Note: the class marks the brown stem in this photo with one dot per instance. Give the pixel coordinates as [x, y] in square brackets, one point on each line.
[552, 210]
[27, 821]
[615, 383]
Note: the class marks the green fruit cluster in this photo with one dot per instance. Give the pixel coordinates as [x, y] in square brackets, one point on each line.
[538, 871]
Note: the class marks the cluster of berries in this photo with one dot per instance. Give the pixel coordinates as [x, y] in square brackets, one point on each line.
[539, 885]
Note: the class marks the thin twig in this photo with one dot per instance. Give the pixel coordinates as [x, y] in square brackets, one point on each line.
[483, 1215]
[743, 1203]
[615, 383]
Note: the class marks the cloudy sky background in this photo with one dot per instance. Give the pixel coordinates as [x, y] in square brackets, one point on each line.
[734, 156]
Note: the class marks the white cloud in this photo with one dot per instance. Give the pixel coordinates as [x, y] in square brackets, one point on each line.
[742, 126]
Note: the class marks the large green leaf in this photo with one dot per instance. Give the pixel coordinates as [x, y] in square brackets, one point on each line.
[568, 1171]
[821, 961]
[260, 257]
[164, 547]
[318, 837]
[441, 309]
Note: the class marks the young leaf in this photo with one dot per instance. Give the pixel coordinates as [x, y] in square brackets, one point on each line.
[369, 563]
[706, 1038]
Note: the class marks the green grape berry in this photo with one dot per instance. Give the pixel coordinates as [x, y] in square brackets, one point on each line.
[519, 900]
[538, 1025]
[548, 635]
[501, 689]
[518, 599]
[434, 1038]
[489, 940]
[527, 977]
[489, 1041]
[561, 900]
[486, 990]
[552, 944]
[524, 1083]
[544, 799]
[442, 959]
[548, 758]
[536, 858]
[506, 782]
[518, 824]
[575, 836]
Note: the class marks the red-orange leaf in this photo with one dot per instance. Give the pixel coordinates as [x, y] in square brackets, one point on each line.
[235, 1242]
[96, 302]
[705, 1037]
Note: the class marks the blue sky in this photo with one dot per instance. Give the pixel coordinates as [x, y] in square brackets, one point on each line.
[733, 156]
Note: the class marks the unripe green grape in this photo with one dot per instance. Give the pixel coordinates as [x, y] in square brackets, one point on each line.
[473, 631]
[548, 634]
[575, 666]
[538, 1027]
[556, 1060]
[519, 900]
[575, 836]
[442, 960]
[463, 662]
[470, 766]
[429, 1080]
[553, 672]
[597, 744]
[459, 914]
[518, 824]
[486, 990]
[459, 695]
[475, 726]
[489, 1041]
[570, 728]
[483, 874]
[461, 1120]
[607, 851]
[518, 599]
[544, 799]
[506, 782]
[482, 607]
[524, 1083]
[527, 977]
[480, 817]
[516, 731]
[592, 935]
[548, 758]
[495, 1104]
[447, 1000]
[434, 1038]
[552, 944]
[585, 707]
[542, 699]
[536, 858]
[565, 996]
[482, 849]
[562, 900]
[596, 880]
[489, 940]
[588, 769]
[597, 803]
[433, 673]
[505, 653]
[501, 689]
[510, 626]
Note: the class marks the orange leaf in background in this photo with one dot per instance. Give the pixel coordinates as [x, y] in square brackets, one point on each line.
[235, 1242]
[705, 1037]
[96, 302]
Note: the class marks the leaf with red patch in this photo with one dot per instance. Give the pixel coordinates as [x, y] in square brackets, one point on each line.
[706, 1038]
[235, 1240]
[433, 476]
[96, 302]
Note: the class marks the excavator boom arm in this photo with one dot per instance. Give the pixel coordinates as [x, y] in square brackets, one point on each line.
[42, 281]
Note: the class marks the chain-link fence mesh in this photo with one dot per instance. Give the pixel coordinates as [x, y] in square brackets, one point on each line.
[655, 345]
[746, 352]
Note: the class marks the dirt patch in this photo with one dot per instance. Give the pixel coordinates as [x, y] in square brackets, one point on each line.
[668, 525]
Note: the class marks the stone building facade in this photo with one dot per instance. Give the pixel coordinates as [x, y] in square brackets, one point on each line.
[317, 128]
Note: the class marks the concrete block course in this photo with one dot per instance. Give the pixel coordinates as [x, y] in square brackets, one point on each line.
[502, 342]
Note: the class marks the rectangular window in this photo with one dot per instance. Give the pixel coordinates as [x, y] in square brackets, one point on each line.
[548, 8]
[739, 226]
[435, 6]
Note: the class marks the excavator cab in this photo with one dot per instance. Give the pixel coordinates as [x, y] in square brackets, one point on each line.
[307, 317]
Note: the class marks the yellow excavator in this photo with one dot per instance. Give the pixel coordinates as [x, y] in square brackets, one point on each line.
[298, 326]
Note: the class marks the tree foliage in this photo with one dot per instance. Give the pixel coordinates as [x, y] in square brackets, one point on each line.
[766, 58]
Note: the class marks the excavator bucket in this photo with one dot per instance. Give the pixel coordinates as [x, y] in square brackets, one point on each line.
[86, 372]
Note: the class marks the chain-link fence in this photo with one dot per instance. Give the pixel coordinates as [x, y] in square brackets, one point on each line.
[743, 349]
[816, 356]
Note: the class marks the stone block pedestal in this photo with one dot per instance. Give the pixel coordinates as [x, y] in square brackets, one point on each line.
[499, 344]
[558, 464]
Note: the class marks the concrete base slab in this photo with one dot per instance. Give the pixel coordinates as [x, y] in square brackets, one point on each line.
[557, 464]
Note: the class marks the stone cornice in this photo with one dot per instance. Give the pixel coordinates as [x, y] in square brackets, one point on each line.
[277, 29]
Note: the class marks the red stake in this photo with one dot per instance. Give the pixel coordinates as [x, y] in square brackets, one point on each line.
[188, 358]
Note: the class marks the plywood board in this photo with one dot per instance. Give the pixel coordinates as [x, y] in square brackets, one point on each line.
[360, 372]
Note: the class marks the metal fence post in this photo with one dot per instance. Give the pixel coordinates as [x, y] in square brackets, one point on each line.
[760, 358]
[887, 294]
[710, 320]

■ **What you need to do**: Each line of the material above needs to be quoted exactly, please.

■ **Response below**:
Note: the class marks the brown stem in this photo with one dot per instance. Give the pixel coordinates as [x, y] in square brackets, one point on each line.
[552, 210]
[27, 821]
[615, 383]
Note: the class marks the green fruit cluster in this photo with one dot per instance. Give the pixel coordinates as [x, y] in square brackets, one point on each line.
[538, 871]
Note: the class marks the cluster of berries in this photo with one dot per instance. Give the pixel coordinates as [x, y] in square brackets, one point on each line.
[539, 885]
Note: the class marks the thin twig in this photo with one dot per instance. Give the pixel coordinates as [x, y] in square brackets, one point on each line.
[483, 1215]
[743, 1203]
[615, 383]
Note: the class marks the cloudy sky background in this photo with one dot per instance. Give the pixel coordinates as [x, y] in square brackets, one point on each line.
[734, 156]
Note: the class marks the white cloud in this photo with one dot per instance. Give the pixel coordinates as [x, y] in square brackets, one point on each line.
[742, 126]
Note: the class marks the large green leaf in this photo with one dot per instance. Give the pixel coordinates as [x, y] in square brackets, one point on each line.
[568, 1171]
[821, 961]
[260, 257]
[164, 547]
[318, 837]
[441, 309]
Note: the class marks the young leaf in this photo with one dot per instance. Give the pixel coordinates as [x, y] in square brackets, one point on each line.
[369, 563]
[706, 1038]
Note: the class marks the green grape berry in this photo with one dot per instance. Give the pixel coordinates as [x, y] in square brackets, one point on each line.
[519, 900]
[538, 1025]
[548, 635]
[501, 689]
[518, 599]
[434, 1038]
[489, 940]
[527, 977]
[489, 1041]
[561, 900]
[486, 990]
[552, 944]
[524, 1083]
[544, 799]
[442, 959]
[548, 758]
[536, 858]
[506, 782]
[518, 824]
[575, 836]
Note: the class marks the red-orange leaf in this photo with one dot per instance. Give the pixel coordinates as [x, y] in square brackets, one point on each line.
[235, 1242]
[96, 302]
[705, 1037]
Note: the class marks the blue sky in this photo with one dot per instance. Give the pixel coordinates as [x, y] in square brackets, one point on each line.
[733, 156]
Note: the class marks the unripe green grape in this photo with one dot per instance. Give the pixel coordinates as [x, y] in square brackets, one point on each line.
[473, 631]
[548, 634]
[575, 666]
[538, 1027]
[556, 1060]
[519, 900]
[575, 836]
[442, 960]
[463, 662]
[470, 766]
[429, 1080]
[553, 672]
[597, 744]
[459, 914]
[518, 824]
[486, 990]
[459, 695]
[475, 726]
[489, 1041]
[570, 728]
[483, 874]
[461, 1120]
[607, 851]
[518, 599]
[544, 799]
[506, 782]
[482, 607]
[524, 1083]
[527, 977]
[480, 817]
[516, 731]
[592, 935]
[548, 758]
[495, 1104]
[447, 1000]
[434, 1038]
[552, 944]
[585, 707]
[542, 699]
[536, 858]
[565, 996]
[482, 849]
[562, 900]
[596, 880]
[489, 940]
[588, 769]
[597, 803]
[433, 673]
[505, 653]
[501, 689]
[510, 626]
Note: the class marks the orange leaf in background in this photo with one dot per instance. Give the pixel coordinates as [x, y] in square brackets, one point on each line.
[235, 1242]
[705, 1037]
[96, 302]
Note: the class marks the leaf with red patch in this photo with one dot per instance. Give the pixel coordinates as [x, y] in square brackets, one point on each line.
[706, 1038]
[235, 1240]
[433, 476]
[96, 302]
Note: the class marks the excavator boom arm in this photo with one dot per instance. Give the pixel coordinates as [x, y] in square brackets, one point on each line.
[42, 281]
Note: the class marks the chain-link fence mesh in this photo with one dot per instance. Give the pixel coordinates as [x, y] in square brackets, one point on each line.
[655, 345]
[746, 352]
Note: the class marks the dirt patch in this photo with one dot per instance. Give the pixel coordinates as [x, y] in square brackets, one point on each line.
[668, 525]
Note: the class marks the stone building facade in this photo with one dot per instance. Give the pixel coordinates as [x, y] in square brackets, one point on each line.
[317, 128]
Note: the class marks the concrete block course in this photo with one dot per instance. Give the pixel coordinates as [x, y] in square brackets, one point on each line.
[502, 342]
Note: the class marks the rectangular window in this photo with one dot per instance. Give the pixel coordinates as [x, y] in square brackets, one point on each line.
[548, 8]
[739, 226]
[435, 6]
Note: the class marks the excavator cab in this photo with one dot per instance. Give the pixel coordinates as [x, y] in square brackets, one point on each line.
[307, 317]
Note: the class marks the yellow excavator in this photo with one dot per instance. Give the pixel coordinates as [x, y] in square brackets, one point on each line.
[298, 326]
Note: the class marks the tree foliage in this photo with one dot per instance. Give the pixel coordinates as [x, y] in square brackets, one point on each line.
[766, 58]
Note: the class marks the excavator bucket in this photo with one dot per instance. Give the pixel coordinates as [x, y] in square brackets, one point on each line.
[86, 372]
Note: the class marks the chain-link fence in this photo with one dot per instance. Give the pixel coordinates as [x, y] in square brackets, one point on each line.
[743, 349]
[816, 356]
Note: the class marks the stone block pedestal in this photo with one dot per instance. Give the pixel coordinates as [x, y] in square brackets, one point on each line.
[499, 344]
[558, 464]
Note: the class marks the concrete base slab in this photo with one dot per instance. Give the pixel coordinates as [x, y] in square brackets, one point on each line.
[557, 464]
Note: the class marks the stone cornice in this photo with one dot per instance. Give the pixel coordinates as [x, y] in square brackets, one point on each line.
[277, 29]
Note: the class marks the red stake in this photo with one dot per instance. Give the pixel coordinates as [x, y] in square brackets, one point on each line.
[188, 358]
Note: the class marks the plywood board in this photo with one dot per instance. Give the pixel coordinates as [x, y] in square brackets, one point on each line.
[360, 372]
Note: the class marks the metal fence post in this photo with one dot per instance. Give the pixel coordinates as [x, y] in square brackets, one point on each line.
[760, 358]
[887, 294]
[710, 320]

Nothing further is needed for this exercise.